Work order: In the listing below, locate the line containing "Could you point at the blue"; reproduce that line and all lines that follow it, unchanged.

Given information section start

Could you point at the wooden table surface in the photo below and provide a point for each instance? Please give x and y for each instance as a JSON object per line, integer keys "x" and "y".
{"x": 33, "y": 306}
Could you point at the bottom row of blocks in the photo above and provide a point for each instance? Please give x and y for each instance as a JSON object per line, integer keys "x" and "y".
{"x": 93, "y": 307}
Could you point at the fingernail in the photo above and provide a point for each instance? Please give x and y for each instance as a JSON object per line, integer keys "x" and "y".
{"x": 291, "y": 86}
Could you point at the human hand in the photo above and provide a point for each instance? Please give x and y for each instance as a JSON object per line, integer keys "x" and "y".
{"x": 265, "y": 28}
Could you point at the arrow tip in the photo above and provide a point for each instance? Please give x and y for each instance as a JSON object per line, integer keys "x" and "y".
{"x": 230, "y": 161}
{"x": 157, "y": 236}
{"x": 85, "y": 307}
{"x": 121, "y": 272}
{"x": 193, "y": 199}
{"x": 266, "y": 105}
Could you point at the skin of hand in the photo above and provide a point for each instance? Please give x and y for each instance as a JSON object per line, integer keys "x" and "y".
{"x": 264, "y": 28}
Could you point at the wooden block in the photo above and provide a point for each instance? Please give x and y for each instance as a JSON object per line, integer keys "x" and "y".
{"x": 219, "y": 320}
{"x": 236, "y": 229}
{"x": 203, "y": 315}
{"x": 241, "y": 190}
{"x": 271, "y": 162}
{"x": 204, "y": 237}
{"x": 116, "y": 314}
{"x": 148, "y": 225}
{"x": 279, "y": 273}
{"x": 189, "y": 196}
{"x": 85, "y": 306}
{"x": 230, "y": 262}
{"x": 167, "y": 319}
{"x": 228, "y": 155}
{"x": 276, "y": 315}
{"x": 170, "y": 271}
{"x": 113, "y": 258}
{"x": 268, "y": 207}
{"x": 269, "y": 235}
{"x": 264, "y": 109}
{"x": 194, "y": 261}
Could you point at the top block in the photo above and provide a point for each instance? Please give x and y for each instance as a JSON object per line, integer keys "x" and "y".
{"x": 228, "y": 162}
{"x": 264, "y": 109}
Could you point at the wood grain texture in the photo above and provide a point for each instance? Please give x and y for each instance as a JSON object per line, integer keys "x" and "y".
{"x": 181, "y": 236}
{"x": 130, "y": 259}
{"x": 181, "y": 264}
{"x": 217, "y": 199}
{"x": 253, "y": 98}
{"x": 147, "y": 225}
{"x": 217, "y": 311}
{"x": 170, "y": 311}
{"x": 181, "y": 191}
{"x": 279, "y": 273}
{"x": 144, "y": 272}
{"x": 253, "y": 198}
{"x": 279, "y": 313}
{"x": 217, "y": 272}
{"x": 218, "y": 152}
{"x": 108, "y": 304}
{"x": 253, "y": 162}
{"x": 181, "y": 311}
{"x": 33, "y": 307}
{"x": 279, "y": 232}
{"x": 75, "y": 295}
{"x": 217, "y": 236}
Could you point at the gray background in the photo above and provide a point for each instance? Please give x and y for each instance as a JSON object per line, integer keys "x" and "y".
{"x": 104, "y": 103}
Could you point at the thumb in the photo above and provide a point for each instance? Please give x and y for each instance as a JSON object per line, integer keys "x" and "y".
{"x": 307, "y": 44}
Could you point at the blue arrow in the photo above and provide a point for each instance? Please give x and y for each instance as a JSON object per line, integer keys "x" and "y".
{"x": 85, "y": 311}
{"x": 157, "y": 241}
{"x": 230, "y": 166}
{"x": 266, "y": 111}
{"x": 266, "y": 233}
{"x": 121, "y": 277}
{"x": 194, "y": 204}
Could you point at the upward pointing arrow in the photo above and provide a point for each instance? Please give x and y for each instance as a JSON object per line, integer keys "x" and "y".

Given information section end

Written solution:
Could you point at the blue arrow in the photo above and provide a point for each instance? Please give x and y for each instance as a JSON object per line, integer keys "x" and "y".
{"x": 85, "y": 311}
{"x": 157, "y": 241}
{"x": 230, "y": 166}
{"x": 266, "y": 111}
{"x": 266, "y": 233}
{"x": 121, "y": 277}
{"x": 194, "y": 204}
Could you point at the upward pointing arrow in the photo above and provide a point for each instance? Please give x and y for each instance as a JSON object per line, integer keys "x" and "y".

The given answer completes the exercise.